_Text excerpt_
>> Start

What’s On Their Minds? Malicious Litigation. American Chemical Society v. Leadscope

Update: On Sept. 18, 2012, the Supreme Court of Ohio handed down a merit decision in this case.  Read the analysis here.

On September 7, 2011 the Supreme Court of Ohio heard oral argument in American Chemical Society v. Leadscope In this misappropriation of intellectual property case, a Franklin county jury awarded the defendants $26.5 million on their counterclaims of unfair competition, tortious interference, and defamation. The basis for the unfair competition claim was malicious litigation.  The judgment has now grown to over $40 million with attorney fees and interest.  For a further description of the case, see the oral argument preview post of August 31. http://www.legallyspeakingohio.com/2011/08/oral-argument-preview-malicious-litigation/

      The oral argument focused on the torts of malicious litigation and defamation. Does Ohio recognize malicious litigation?  Can it be used as the basis of an unfair competition claim?  What are the elements of the tort?  Was there sufficient evidence of malicious litigation and of defamation to go to the jury? Did ACS have legitimate grounds for bringing the suit?

>> End

_Given request 1_
Name every counterclaim on which the jury awarded the defendants damages, according to the post on American Chemical Society v. Leadscope.
_Given request 2_
From the post on American Chemical Society v. Leadscope, extract the passage from "What’s On Their" up to and including "the analysis here.".
_Given request 3_
Extend the post on American Chemical Society v. Leadscope, picking up after its final sentence.

Stored items
>> Start

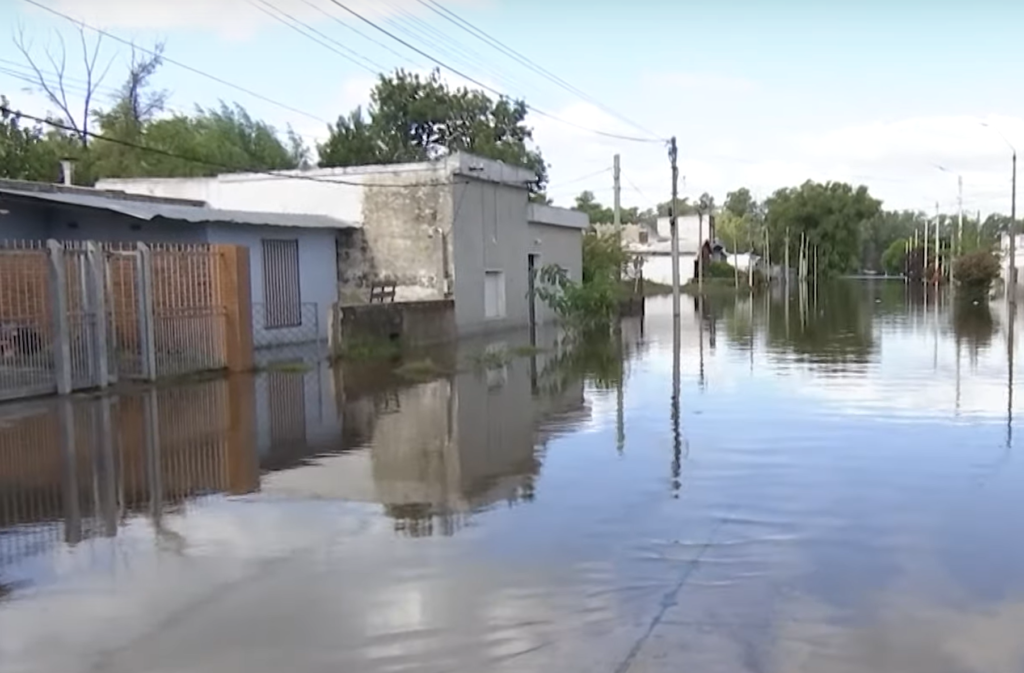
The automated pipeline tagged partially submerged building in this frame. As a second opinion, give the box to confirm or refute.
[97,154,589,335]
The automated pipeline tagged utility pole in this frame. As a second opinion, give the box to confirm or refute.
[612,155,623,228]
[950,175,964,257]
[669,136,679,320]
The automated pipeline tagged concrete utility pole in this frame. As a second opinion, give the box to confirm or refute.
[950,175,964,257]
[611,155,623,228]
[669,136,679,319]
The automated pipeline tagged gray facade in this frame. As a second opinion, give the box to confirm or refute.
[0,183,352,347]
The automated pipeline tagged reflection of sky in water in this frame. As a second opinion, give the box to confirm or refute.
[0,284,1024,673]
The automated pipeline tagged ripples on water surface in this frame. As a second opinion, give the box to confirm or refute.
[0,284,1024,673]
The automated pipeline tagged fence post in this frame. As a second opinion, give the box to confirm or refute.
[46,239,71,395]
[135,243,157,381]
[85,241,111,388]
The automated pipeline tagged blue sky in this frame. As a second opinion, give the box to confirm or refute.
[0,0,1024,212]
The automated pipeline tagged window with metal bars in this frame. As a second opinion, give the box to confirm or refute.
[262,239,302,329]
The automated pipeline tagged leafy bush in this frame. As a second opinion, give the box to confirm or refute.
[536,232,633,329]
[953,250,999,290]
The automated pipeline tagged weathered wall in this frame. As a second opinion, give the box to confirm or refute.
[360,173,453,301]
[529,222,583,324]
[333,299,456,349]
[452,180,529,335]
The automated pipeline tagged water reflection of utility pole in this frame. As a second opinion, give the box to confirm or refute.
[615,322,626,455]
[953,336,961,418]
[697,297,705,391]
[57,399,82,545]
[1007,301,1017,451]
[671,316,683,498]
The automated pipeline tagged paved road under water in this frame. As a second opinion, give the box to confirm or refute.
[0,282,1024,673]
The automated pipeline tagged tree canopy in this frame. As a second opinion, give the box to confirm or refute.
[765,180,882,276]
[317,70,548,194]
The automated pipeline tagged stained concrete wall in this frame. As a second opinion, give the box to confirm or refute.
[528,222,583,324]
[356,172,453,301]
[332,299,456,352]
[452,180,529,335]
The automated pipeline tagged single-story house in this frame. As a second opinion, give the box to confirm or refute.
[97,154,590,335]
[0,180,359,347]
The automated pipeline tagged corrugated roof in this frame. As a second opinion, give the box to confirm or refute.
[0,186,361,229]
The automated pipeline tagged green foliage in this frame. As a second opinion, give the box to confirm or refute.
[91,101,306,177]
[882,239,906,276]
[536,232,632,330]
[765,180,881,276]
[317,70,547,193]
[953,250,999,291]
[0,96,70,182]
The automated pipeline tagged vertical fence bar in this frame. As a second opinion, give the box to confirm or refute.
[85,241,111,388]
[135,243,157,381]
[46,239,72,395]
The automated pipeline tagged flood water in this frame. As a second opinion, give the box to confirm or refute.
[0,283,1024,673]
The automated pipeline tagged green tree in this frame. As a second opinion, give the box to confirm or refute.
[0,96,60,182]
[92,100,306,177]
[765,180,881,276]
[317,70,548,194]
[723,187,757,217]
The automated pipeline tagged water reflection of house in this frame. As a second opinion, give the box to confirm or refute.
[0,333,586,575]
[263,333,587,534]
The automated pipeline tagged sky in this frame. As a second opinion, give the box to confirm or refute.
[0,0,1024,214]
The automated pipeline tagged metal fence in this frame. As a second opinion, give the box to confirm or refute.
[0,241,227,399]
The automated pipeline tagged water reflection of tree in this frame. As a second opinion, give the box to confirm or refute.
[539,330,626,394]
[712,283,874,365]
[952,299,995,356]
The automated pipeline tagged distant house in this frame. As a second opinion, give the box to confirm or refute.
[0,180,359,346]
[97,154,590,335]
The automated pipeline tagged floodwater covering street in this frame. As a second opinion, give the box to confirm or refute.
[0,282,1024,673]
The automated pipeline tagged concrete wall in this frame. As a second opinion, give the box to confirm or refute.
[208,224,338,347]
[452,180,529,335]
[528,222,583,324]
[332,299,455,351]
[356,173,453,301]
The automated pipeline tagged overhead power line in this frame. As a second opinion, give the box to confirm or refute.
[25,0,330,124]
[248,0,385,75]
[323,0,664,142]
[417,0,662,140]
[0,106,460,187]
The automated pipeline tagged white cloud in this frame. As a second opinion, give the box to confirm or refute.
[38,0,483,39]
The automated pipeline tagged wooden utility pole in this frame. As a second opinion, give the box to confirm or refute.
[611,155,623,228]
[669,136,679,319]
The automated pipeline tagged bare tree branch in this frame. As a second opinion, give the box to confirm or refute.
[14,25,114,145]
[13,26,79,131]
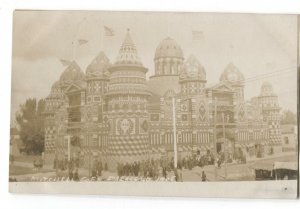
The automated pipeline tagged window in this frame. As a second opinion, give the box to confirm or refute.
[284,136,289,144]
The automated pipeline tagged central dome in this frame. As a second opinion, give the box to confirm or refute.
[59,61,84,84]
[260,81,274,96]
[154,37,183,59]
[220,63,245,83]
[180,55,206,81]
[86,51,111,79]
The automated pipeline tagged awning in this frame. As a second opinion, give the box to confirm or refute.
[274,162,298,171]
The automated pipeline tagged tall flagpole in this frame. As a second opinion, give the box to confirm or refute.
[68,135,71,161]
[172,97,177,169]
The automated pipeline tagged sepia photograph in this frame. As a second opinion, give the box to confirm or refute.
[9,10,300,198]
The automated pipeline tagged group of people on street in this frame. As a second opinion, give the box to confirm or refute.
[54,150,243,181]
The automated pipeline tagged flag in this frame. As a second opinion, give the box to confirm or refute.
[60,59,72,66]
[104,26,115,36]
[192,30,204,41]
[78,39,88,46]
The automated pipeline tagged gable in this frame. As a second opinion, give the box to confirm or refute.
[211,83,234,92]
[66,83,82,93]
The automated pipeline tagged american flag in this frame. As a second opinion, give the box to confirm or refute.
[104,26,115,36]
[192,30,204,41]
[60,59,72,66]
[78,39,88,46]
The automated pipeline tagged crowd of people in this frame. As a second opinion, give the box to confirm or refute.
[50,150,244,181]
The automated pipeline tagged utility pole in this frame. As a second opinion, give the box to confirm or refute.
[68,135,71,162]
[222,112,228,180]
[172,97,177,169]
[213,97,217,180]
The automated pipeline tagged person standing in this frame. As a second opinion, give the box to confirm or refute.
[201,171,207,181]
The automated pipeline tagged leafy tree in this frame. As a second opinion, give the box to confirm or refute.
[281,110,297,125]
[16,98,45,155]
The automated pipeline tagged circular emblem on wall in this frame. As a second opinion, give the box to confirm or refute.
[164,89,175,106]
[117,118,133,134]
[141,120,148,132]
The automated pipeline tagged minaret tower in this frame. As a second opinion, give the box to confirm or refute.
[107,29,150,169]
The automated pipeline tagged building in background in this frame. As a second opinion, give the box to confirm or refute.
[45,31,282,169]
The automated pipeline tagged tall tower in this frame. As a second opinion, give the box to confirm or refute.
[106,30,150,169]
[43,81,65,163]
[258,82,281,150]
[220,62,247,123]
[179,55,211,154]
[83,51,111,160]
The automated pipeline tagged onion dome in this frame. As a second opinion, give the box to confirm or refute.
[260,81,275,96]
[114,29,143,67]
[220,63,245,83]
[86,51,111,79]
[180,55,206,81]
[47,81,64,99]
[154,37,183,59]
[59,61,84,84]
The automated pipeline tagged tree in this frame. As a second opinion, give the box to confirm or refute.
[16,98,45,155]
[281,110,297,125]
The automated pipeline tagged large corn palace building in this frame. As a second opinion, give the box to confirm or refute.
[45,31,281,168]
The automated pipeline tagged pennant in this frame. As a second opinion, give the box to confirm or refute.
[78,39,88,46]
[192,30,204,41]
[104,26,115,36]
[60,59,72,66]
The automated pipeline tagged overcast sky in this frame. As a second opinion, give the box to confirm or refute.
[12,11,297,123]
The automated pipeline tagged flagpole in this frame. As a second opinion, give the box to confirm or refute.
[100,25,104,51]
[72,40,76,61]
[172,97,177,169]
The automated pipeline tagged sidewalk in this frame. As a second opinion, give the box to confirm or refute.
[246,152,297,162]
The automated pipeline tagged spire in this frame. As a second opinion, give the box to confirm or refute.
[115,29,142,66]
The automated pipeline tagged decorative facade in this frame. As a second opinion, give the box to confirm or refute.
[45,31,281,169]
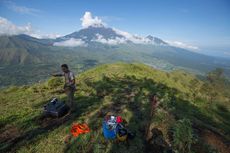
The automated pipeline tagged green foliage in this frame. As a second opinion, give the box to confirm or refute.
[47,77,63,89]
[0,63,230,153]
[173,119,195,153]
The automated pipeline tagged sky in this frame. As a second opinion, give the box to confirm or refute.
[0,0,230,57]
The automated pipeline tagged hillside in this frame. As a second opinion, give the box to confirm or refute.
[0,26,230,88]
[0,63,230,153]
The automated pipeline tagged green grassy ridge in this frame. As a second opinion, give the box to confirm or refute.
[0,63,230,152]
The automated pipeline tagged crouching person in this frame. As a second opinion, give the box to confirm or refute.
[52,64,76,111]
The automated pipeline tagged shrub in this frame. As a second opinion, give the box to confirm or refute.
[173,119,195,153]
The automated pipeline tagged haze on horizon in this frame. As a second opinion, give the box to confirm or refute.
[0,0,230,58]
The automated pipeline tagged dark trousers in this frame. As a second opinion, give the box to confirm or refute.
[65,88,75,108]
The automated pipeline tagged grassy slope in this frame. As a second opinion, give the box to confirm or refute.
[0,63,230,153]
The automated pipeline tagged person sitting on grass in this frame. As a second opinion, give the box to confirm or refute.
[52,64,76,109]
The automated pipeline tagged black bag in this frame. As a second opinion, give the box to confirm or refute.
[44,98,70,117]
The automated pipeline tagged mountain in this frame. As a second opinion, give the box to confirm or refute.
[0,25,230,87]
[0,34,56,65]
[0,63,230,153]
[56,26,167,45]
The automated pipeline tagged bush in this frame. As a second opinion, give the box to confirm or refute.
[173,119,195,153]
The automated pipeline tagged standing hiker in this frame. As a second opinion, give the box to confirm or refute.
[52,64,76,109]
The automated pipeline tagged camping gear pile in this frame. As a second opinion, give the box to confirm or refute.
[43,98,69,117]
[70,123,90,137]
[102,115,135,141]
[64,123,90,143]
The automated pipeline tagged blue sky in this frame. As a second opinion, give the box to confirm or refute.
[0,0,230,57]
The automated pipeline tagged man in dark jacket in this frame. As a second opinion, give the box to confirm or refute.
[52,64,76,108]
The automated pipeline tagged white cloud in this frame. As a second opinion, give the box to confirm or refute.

>> End
>> Start

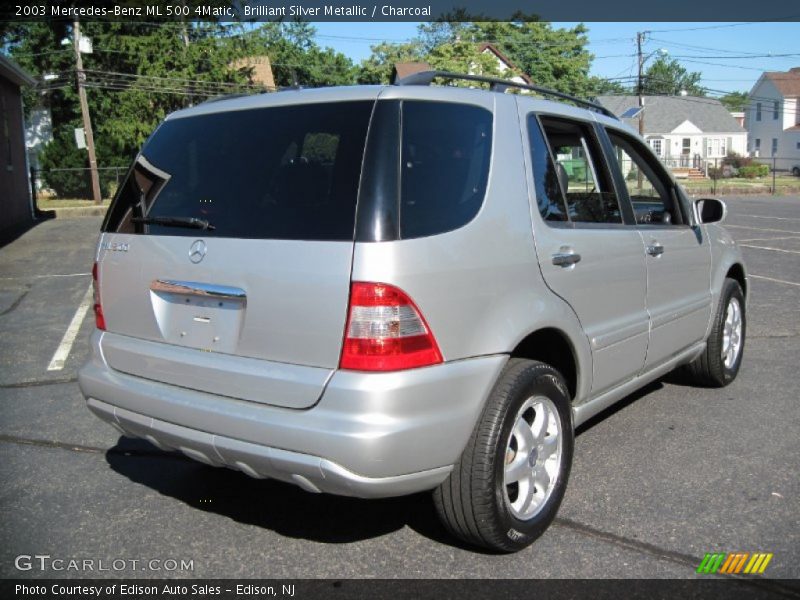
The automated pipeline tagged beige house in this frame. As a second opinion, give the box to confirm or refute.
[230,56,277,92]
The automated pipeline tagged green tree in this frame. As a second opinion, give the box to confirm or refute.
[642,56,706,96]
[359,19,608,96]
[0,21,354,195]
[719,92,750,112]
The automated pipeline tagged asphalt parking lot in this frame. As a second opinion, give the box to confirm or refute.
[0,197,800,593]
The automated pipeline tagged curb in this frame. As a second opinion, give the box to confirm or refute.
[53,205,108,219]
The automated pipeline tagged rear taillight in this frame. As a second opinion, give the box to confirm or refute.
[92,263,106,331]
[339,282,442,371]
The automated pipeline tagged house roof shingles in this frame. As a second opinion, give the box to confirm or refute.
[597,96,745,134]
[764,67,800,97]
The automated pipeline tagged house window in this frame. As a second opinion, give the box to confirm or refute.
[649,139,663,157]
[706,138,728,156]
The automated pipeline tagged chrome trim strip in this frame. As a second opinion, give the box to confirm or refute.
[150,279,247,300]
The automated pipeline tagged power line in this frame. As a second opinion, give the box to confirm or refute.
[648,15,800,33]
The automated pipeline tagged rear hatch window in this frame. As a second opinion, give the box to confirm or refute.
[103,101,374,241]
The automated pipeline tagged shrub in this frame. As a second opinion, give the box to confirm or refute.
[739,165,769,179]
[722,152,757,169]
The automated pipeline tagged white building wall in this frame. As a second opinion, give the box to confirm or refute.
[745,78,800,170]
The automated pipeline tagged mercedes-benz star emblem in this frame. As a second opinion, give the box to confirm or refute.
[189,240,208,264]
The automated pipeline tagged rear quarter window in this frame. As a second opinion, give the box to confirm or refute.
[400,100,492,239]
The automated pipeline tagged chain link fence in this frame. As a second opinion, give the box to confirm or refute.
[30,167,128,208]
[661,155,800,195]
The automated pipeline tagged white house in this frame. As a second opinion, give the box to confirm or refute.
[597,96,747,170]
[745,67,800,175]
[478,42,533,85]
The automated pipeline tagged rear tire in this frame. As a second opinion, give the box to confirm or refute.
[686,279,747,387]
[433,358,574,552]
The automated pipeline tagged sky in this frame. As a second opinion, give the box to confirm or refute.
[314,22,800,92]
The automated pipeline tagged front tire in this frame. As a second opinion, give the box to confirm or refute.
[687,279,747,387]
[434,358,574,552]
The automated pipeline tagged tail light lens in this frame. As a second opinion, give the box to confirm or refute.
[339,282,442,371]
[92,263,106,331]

>> End

_Task output 1_
Unfair competition, tortious interference, and defamation.

_Task output 2_
What’s On Their Minds? Malicious Litigation. American Chemical Society v. Leadscope

Update: On Sept. 18, 2012, the Supreme Court of Ohio handed down a merit decision in this case.  Read the analysis here.

_Task output 3_
     ACS contends it cannot be liable on Leadscope’s claims of malicious litigation unless ACS’s civil action against Leadscope was “objectively baseless.” At oral argument ACS, the appellant, strongly argued about the chilling effect of this verdict on the right of litigants to come into court to press their claims when there is a factual basis for them, arguing that neither the malicious litigation nor the defamation claim should have gone to the jury. It argued it was being punished just for bringing its claims to court, which it has a right to do under the state and federal constitutions.  It reiterated that even the defendants did not move for summary judgment on most of the claims, and that none of its arguments were frivolous.  Leadscope responded that the tort that was tried was unfair competition, of which there are two types—malicious litigation and disparagement designed to harm a competitor.  Both were alleged in its counterclaims, the jury was properly instructed on both, and there was one a single verdict in its favor on all claims. 

     Here’s what was on the justices’ minds:

Could ACS just have taken its fight to the patent office?

     Justice Pfeifer was very aggressive in his questioning of appellant’s counsel.  He asked why ACS didn’t take its dispute to the U.S.patent office if it really thought its ex-employees had stolen its work product.  But picking up on this point later, Justice Stratton asked whether the tort system requires someone to pick a particular remedy (or in this case, required the appellant to go to the patent office), or whether parties are free to choose whatever remedy they want, including filing a lawsuit.

The sufficiency of the evidence

     Justice Pfeifer asked for a breakdown of the jury verdict among the claims, and asked the basis for the high court to review a jury verdict that ACS had just plain lost.  He later asked whether ACS had asked for or been denied a special interrogatory to differentiate the verdict.

 What was it that was actually tried?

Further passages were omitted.